In May 2014, the FASB issued ASU 2014-09, Revenue from Contracts with Customers Topic 606 (“ASU 2014-09”) which outlines a single comprehensive model for entities to use in accounting for revenue arising from contracts with customers and supersedes most current revenue recognition guidance, including industry-specific guidance. Revenue recorded under ASU 2014-09 will depict the transfer of promised goods or services to customers in an amount that reflects the consideration to which the entity expects to be entitled in exchange for those goods or services. This guidance is effective for the Company’s fiscal year beginning January 1, 2018 and early adoption is not permitted. Management does not expect the adoption of this guidance to have a material impact on the Company’s financial statements.

 

In November 2015, the FASB issued ASU No. 2015-17, Balance Sheet Classification of Deferred Taxes. ASU 2015-17 eliminates the requirement to bifurcate deferred taxes between current and noncurrent on the balance sheet and requires that deferred tax assets and liabilities be classified as noncurrent on the balance sheet. ASU 2015-17 may be applied retrospectively or prospectively and early adoption is permitted. The Company does not believe that this standard will have a material impact on its financial position.

^^^^^^^^^^^^^^^^

**Task directions**
State whether each statement agrees with the text on accounting standards updates, answering yes or no and quoting the words of the text that settle it. 1. Early adoption of ASU 2014-09 is allowed. 2. ASU 2015-17 requires deferred tax assets and liabilities to be classified as noncurrent on the balance sheet. 3. The FASB issued ASU 2015-17 in May 2014.

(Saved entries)
^^^^^^^^^^^^^^^^

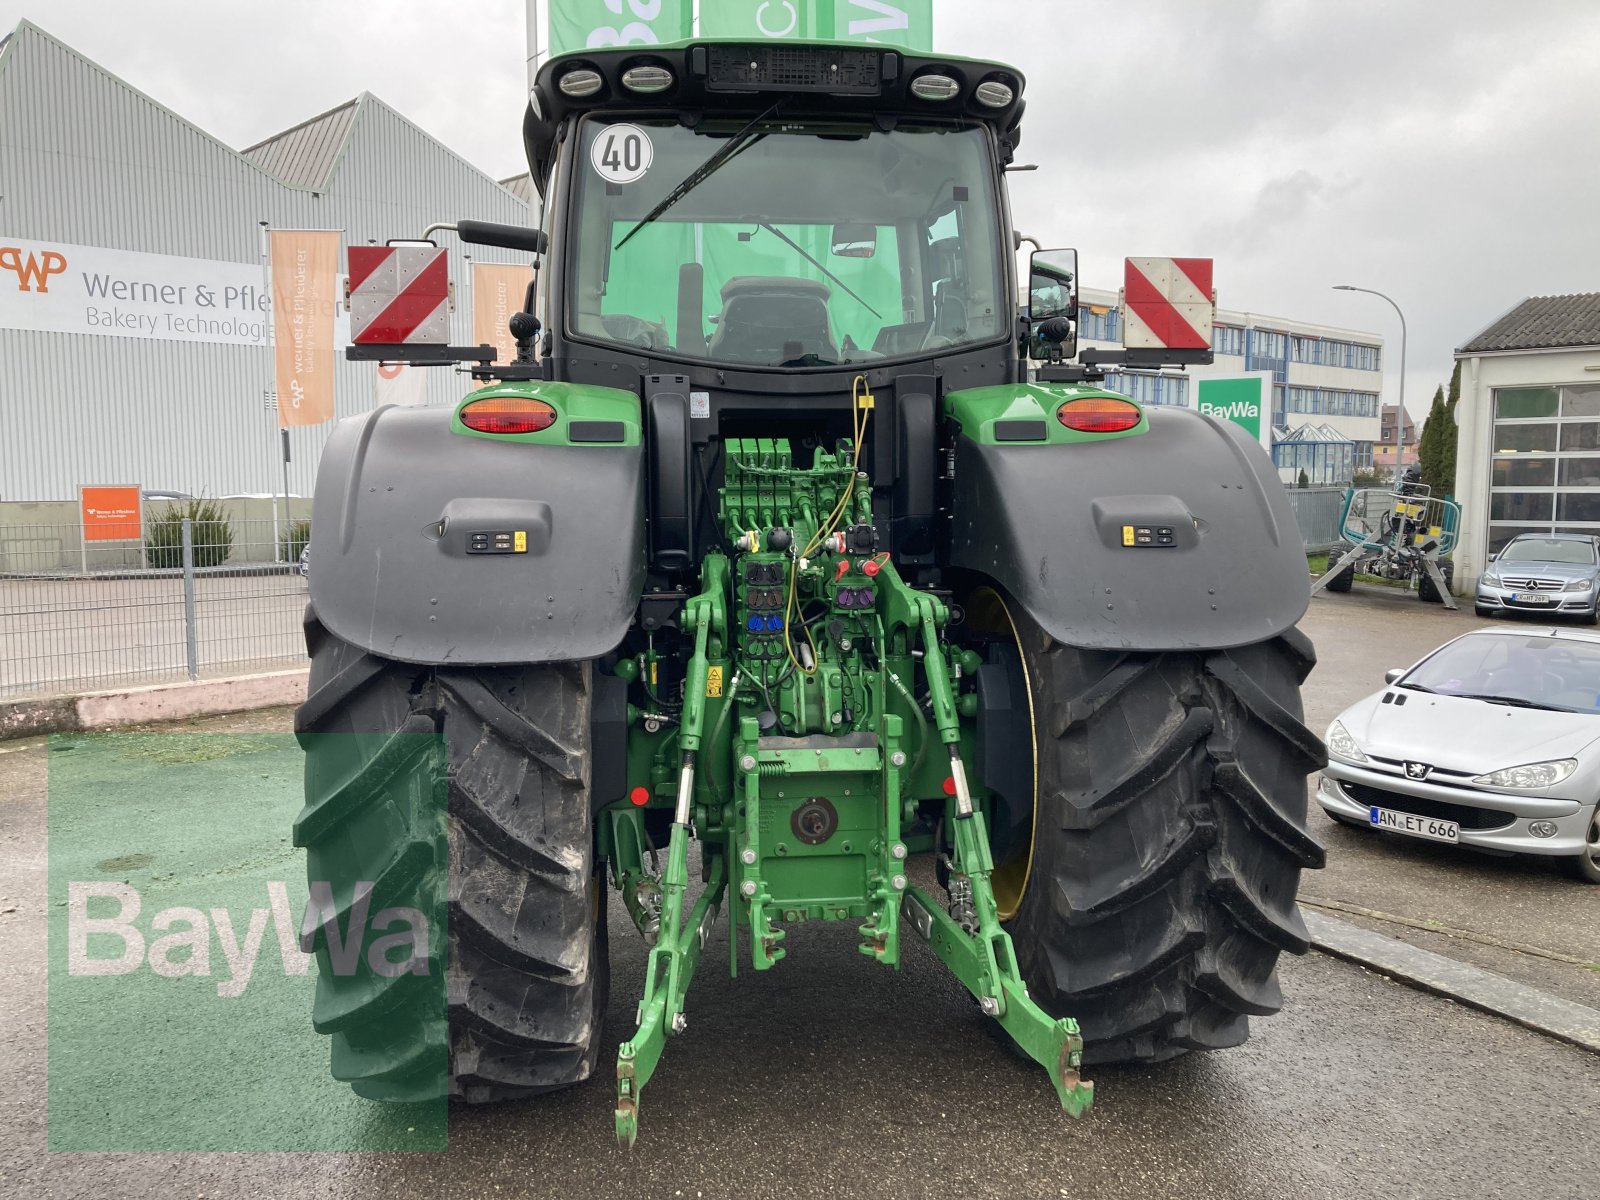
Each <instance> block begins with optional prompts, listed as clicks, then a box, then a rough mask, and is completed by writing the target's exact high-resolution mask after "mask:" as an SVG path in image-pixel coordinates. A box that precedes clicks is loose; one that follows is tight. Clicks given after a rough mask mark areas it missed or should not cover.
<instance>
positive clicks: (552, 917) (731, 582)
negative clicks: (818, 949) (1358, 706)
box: [296, 42, 1323, 1144]
mask: <svg viewBox="0 0 1600 1200" xmlns="http://www.w3.org/2000/svg"><path fill="white" fill-rule="evenodd" d="M1022 88H1024V82H1022V77H1021V74H1019V72H1016V70H1014V69H1011V67H1005V66H1000V64H990V62H973V61H965V59H950V58H936V56H928V54H915V53H904V51H899V50H893V48H885V46H870V45H851V46H846V45H835V43H787V42H786V43H781V45H779V43H765V45H742V43H728V42H693V43H682V45H672V46H630V48H603V50H592V51H584V53H579V54H568V56H562V58H557V59H552V61H550V62H549V64H546V66H544V67H542V69H541V72H539V75H538V83H536V86H534V88H533V94H531V104H530V109H528V112H526V118H525V139H526V147H528V157H530V163H531V170H533V179H534V182H536V186H538V190H539V194H541V197H542V202H544V203H542V224H541V227H538V229H514V227H504V226H488V224H478V222H470V221H461V222H458V224H454V226H445V227H443V229H446V230H454V234H456V235H458V237H461V238H462V240H467V242H477V243H486V245H498V246H506V248H517V250H526V251H530V253H531V254H533V256H534V261H536V277H534V278H536V282H534V285H533V286H531V288H530V290H528V299H526V312H522V314H517V315H515V317H514V318H512V326H510V328H512V333H514V334H515V338H517V346H518V352H517V355H515V360H514V362H493V354H491V352H486V350H485V347H450V346H437V344H414V342H413V344H406V342H403V341H402V339H400V338H398V336H394V338H392V339H390V341H387V342H386V341H382V339H381V338H379V341H376V342H374V341H373V339H371V338H368V342H366V344H358V346H355V347H352V350H350V354H352V357H365V358H406V360H413V362H435V363H437V362H469V363H475V365H474V366H470V370H472V373H474V374H475V376H477V378H478V379H482V381H483V384H485V386H483V387H480V389H478V390H474V392H470V394H467V395H466V397H464V398H462V400H461V403H459V405H456V406H454V410H435V408H379V410H376V411H371V413H366V414H363V416H358V418H350V419H346V421H342V422H341V424H339V426H338V427H336V430H334V434H333V437H331V440H330V443H328V446H326V451H325V454H323V459H322V466H320V474H318V482H317V498H315V510H314V528H315V539H314V541H312V549H310V573H309V579H310V606H309V611H307V642H309V646H310V654H312V678H310V693H309V699H307V702H306V706H304V707H302V709H301V712H299V717H298V726H296V728H298V730H299V733H301V736H302V741H304V746H306V750H307V803H306V810H304V811H302V813H301V818H299V821H298V824H296V842H298V845H302V846H306V850H307V861H309V877H310V882H312V898H314V909H315V912H314V915H312V918H309V920H307V926H306V933H304V942H306V946H307V949H312V950H315V954H317V958H318V965H320V978H318V990H317V1006H315V1014H314V1019H315V1024H317V1027H318V1029H320V1030H323V1032H326V1034H330V1035H331V1040H333V1072H334V1075H336V1077H339V1078H342V1080H347V1082H349V1083H350V1085H352V1086H354V1088H355V1091H357V1093H358V1094H362V1096H370V1098H376V1099H389V1101H416V1099H427V1098H438V1096H451V1098H458V1099H461V1101H467V1102H475V1101H498V1099H515V1098H523V1096H531V1094H536V1093H542V1091H549V1090H554V1088H560V1086H566V1085H573V1083H579V1082H582V1080H587V1078H590V1077H592V1075H595V1074H603V1075H610V1077H611V1078H614V1086H616V1133H618V1136H619V1139H621V1141H624V1142H629V1144H632V1141H634V1139H635V1136H637V1125H638V1117H640V1110H642V1101H643V1094H645V1091H646V1085H648V1080H650V1078H651V1075H653V1074H654V1072H656V1070H658V1067H659V1066H661V1062H662V1053H664V1048H666V1046H667V1043H669V1042H693V1032H691V1022H690V1018H691V1014H693V1005H694V992H693V989H691V984H693V979H694V974H696V971H698V970H707V968H706V965H704V963H702V962H701V954H702V950H704V949H706V946H707V944H709V941H710V938H712V934H714V931H715V930H717V926H718V923H722V925H725V926H726V930H725V938H726V942H728V952H730V968H733V970H734V971H738V970H739V968H741V966H742V968H746V970H754V971H766V970H779V971H782V970H786V968H789V966H790V965H789V963H784V957H786V950H787V947H786V934H787V933H789V931H790V930H794V928H795V926H797V925H798V923H802V922H837V923H845V925H848V926H854V931H856V944H858V949H859V954H861V955H862V957H864V958H870V960H875V963H880V965H882V966H886V968H898V965H899V963H901V962H902V960H904V955H907V954H910V952H912V949H910V946H912V942H923V944H925V946H926V947H930V949H931V950H933V954H934V955H936V957H938V958H939V960H942V962H944V963H946V966H947V968H949V970H950V971H952V973H954V974H955V976H957V979H960V982H962V984H963V986H965V987H966V989H968V990H970V992H971V995H973V998H974V1006H976V1013H978V1014H982V1018H986V1019H994V1021H995V1022H998V1026H1000V1027H1003V1029H1005V1032H1006V1034H1008V1035H1010V1037H1011V1038H1013V1040H1014V1043H1016V1045H1018V1046H1019V1048H1021V1051H1022V1053H1026V1054H1027V1056H1030V1058H1032V1059H1035V1061H1037V1062H1038V1064H1040V1066H1043V1069H1045V1070H1046V1074H1048V1075H1050V1080H1051V1085H1053V1086H1054V1090H1056V1094H1058V1098H1059V1101H1061V1104H1062V1107H1064V1109H1066V1110H1069V1112H1072V1114H1078V1112H1082V1110H1083V1109H1086V1107H1088V1104H1090V1101H1091V1096H1093V1091H1091V1085H1090V1083H1088V1082H1086V1080H1085V1077H1083V1069H1085V1067H1086V1066H1090V1064H1096V1062H1158V1061H1162V1059H1168V1058H1171V1056H1174V1054H1179V1053H1184V1051H1189V1050H1216V1048H1224V1046H1234V1045H1238V1043H1240V1042H1243V1040H1245V1037H1246V1034H1248V1019H1250V1018H1251V1016H1261V1014H1267V1013H1274V1011H1277V1008H1278V1006H1280V1003H1282V997H1280V992H1278V984H1277V974H1275V968H1277V958H1278V955H1280V952H1283V950H1288V952H1304V949H1306V946H1307V936H1306V930H1304V925H1302V923H1301V917H1299V914H1298V909H1296V901H1294V896H1296V888H1298V882H1299V874H1301V870H1302V869H1304V867H1317V866H1322V848H1320V846H1318V845H1317V842H1315V840H1314V838H1312V837H1310V835H1309V832H1307V829H1306V821H1304V816H1306V787H1304V779H1306V774H1307V773H1309V771H1312V770H1315V768H1317V766H1318V765H1320V763H1322V762H1323V758H1322V747H1320V742H1318V741H1317V739H1315V738H1314V736H1312V734H1310V733H1307V730H1306V726H1304V723H1302V718H1301V699H1299V686H1301V682H1302V678H1304V677H1306V674H1307V670H1309V669H1310V667H1312V664H1314V653H1312V648H1310V643H1309V642H1307V640H1306V638H1304V637H1302V635H1301V634H1299V632H1298V630H1296V629H1294V624H1296V621H1298V619H1299V618H1301V614H1302V613H1304V608H1306V603H1307V597H1306V584H1304V574H1302V571H1304V565H1302V558H1304V555H1302V550H1301V541H1299V534H1298V531H1296V525H1294V517H1293V512H1291V510H1290V507H1288V504H1286V499H1285V494H1283V488H1282V485H1280V483H1278V480H1277V475H1275V472H1274V467H1272V464H1270V462H1269V461H1267V458H1266V454H1262V453H1261V450H1259V446H1256V445H1253V443H1250V442H1248V440H1246V438H1245V437H1242V435H1240V434H1238V432H1237V430H1235V429H1234V427H1232V426H1227V424H1222V422H1218V421H1213V419H1210V418H1203V416H1198V414H1197V413H1194V411H1190V410H1184V408H1141V406H1139V405H1136V403H1133V402H1131V400H1128V398H1125V397H1120V395H1117V394H1114V392H1109V390H1106V389H1104V387H1099V386H1098V384H1099V382H1101V381H1102V379H1104V374H1102V370H1104V365H1106V363H1109V362H1118V357H1117V355H1114V354H1110V352H1104V350H1102V352H1098V354H1096V352H1093V350H1085V352H1083V354H1082V355H1080V354H1077V350H1075V338H1074V320H1075V315H1077V294H1075V291H1077V288H1075V275H1077V269H1075V256H1074V254H1072V253H1070V251H1045V250H1038V251H1035V253H1034V254H1032V259H1030V269H1027V270H1019V266H1021V264H1019V262H1018V253H1019V250H1021V245H1022V242H1024V238H1022V237H1021V235H1019V234H1014V232H1013V227H1011V222H1010V211H1008V202H1006V187H1005V182H1006V181H1005V171H1006V168H1008V166H1013V165H1014V163H1013V157H1014V152H1016V147H1018V142H1019V138H1021V117H1022ZM1035 245H1037V243H1035ZM352 254H354V251H352ZM357 274H358V272H357V270H355V269H354V258H352V280H354V278H355V275H357ZM403 274H405V272H403V270H402V275H403ZM1019 275H1022V278H1019ZM365 282H366V275H363V278H362V283H363V285H365ZM398 286H400V288H403V280H402V283H400V285H398ZM357 291H358V293H362V294H365V293H363V291H362V288H357ZM1024 294H1026V296H1027V302H1026V304H1024V302H1019V299H1021V298H1022V296H1024ZM1208 358H1210V352H1208V350H1206V352H1194V350H1144V352H1139V350H1131V349H1130V350H1126V352H1122V357H1120V362H1123V363H1126V365H1133V366H1138V365H1149V366H1157V365H1162V363H1182V362H1206V360H1208ZM1035 360H1037V362H1035ZM696 867H698V872H696ZM608 885H610V886H611V888H616V890H618V891H619V893H621V907H619V912H621V910H626V912H627V915H629V917H630V918H632V925H634V926H635V933H634V934H632V936H642V938H643V942H645V946H646V947H648V963H646V968H645V981H643V995H642V997H640V1002H638V1008H637V1013H635V1010H634V1008H632V1005H629V1006H627V1011H629V1013H630V1014H634V1018H635V1022H637V1024H634V1026H630V1032H629V1034H627V1037H626V1040H624V1042H622V1043H621V1050H619V1054H618V1061H616V1069H614V1074H613V1072H610V1070H606V1069H603V1067H602V1066H600V1062H598V1058H600V1045H602V1032H600V1030H602V1018H603V1014H605V1010H606V1003H608V998H606V995H608V949H610V941H611V938H622V936H627V934H624V933H622V931H621V930H608V922H606V910H608V904H606V886H608ZM366 914H378V918H384V920H378V918H373V920H371V922H370V923H371V925H373V931H374V933H382V939H384V946H382V947H381V949H378V947H374V949H373V950H371V952H370V954H366V955H365V957H362V955H354V954H350V952H349V946H347V941H349V938H350V936H354V934H352V933H350V930H352V928H355V926H357V923H358V918H360V920H363V922H365V918H366V917H365V915H366ZM403 914H411V915H413V917H414V915H418V914H437V915H438V920H432V917H430V920H432V925H430V926H429V930H427V934H426V936H422V934H421V933H416V936H413V938H410V939H405V938H400V936H397V934H395V933H394V930H395V923H397V922H400V923H403V922H402V918H400V915H403ZM384 922H387V923H384ZM397 947H398V952H402V957H398V958H397V957H395V955H394V952H395V950H397ZM341 954H342V957H341ZM862 970H878V968H877V966H866V965H864V966H862ZM819 1011H822V1013H826V1011H827V998H826V997H819ZM923 1032H925V1034H928V1035H934V1037H936V1035H938V1030H923Z"/></svg>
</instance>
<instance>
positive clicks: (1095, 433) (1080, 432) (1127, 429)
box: [1056, 395, 1144, 434]
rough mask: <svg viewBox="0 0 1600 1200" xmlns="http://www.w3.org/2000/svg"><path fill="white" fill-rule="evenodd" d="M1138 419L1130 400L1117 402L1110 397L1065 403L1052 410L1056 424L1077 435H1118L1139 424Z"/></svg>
mask: <svg viewBox="0 0 1600 1200" xmlns="http://www.w3.org/2000/svg"><path fill="white" fill-rule="evenodd" d="M1142 416H1144V414H1142V413H1141V411H1139V406H1138V405H1136V403H1133V400H1118V398H1117V397H1112V395H1090V397H1083V398H1082V400H1067V402H1066V403H1064V405H1062V406H1061V408H1058V410H1056V421H1059V422H1061V424H1064V426H1066V427H1067V429H1075V430H1077V432H1080V434H1122V432H1125V430H1128V429H1133V427H1134V426H1136V424H1139V419H1141V418H1142Z"/></svg>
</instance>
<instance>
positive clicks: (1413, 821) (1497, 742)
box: [1317, 629, 1600, 883]
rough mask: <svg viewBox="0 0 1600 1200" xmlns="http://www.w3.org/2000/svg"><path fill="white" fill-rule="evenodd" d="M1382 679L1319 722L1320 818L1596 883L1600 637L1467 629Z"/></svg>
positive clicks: (1597, 854) (1598, 777)
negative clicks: (1499, 853)
mask: <svg viewBox="0 0 1600 1200" xmlns="http://www.w3.org/2000/svg"><path fill="white" fill-rule="evenodd" d="M1386 678H1387V680H1389V685H1387V686H1386V688H1384V690H1382V691H1378V693H1374V694H1371V696H1368V698H1366V699H1363V701H1360V702H1358V704H1354V706H1350V707H1349V709H1346V710H1344V712H1341V714H1339V717H1338V720H1334V722H1333V725H1330V726H1328V734H1326V742H1328V766H1326V770H1325V771H1323V774H1322V782H1320V786H1318V789H1317V802H1318V803H1320V805H1322V806H1323V811H1326V813H1328V816H1331V818H1333V819H1334V821H1342V822H1344V824H1349V826H1365V827H1368V829H1371V830H1374V832H1378V834H1394V835H1400V837H1419V838H1427V840H1432V842H1446V843H1450V845H1459V846H1474V848H1478V850H1486V851H1498V853H1507V851H1510V853H1517V854H1542V856H1547V858H1563V859H1566V861H1568V862H1570V864H1571V867H1573V869H1574V870H1576V874H1578V875H1579V878H1584V880H1587V882H1589V883H1600V805H1597V800H1600V634H1587V632H1578V630H1574V629H1480V630H1474V632H1472V634H1464V635H1462V637H1458V638H1456V640H1454V642H1446V643H1445V645H1443V646H1440V648H1438V650H1435V651H1434V653H1432V654H1429V656H1427V658H1424V659H1422V661H1421V662H1418V664H1416V666H1413V667H1410V669H1408V670H1406V669H1402V670H1390V672H1389V674H1387V677H1386Z"/></svg>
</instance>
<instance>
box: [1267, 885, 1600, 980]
mask: <svg viewBox="0 0 1600 1200" xmlns="http://www.w3.org/2000/svg"><path fill="white" fill-rule="evenodd" d="M1299 901H1301V904H1309V906H1310V907H1314V909H1328V910H1330V912H1347V914H1350V915H1352V917H1366V918H1368V920H1374V922H1389V923H1390V925H1405V926H1408V928H1413V930H1422V931H1424V933H1442V934H1443V936H1446V938H1459V939H1461V941H1466V942H1478V946H1493V947H1494V949H1498V950H1515V952H1517V954H1528V955H1533V957H1536V958H1549V960H1552V962H1557V963H1571V965H1573V966H1582V968H1586V970H1589V971H1597V970H1600V963H1595V962H1590V960H1589V958H1576V957H1573V955H1570V954H1562V952H1560V950H1546V949H1544V947H1542V946H1530V944H1528V942H1510V941H1506V939H1502V938H1494V936H1491V934H1486V933H1475V931H1472V930H1459V928H1456V926H1453V925H1445V923H1442V922H1419V920H1414V918H1411V917H1400V915H1397V914H1392V912H1379V910H1378V909H1363V907H1362V906H1360V904H1344V902H1342V901H1325V899H1312V898H1310V896H1301V898H1299Z"/></svg>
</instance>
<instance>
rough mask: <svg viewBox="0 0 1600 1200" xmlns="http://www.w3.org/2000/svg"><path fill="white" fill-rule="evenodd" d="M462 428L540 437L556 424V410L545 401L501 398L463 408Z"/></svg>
mask: <svg viewBox="0 0 1600 1200" xmlns="http://www.w3.org/2000/svg"><path fill="white" fill-rule="evenodd" d="M461 424H464V426H466V427H467V429H472V430H475V432H478V434H538V432H539V430H541V429H549V427H550V426H554V424H555V410H554V408H550V406H549V405H547V403H544V402H542V400H530V398H528V397H520V395H498V397H491V398H488V400H474V402H472V403H470V405H462V408H461Z"/></svg>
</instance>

^^^^^^^^^^^^^^^^

**Answer for this exercise**
1. No: "This guidance is effective for the Company’s fiscal year beginning January 1, 2018 and early adoption is not permitted."
2. Yes: "requires that deferred tax assets and liabilities be classified as noncurrent on the balance sheet"
3. No: "In November 2015, the FASB issued ASU No. 2015-17"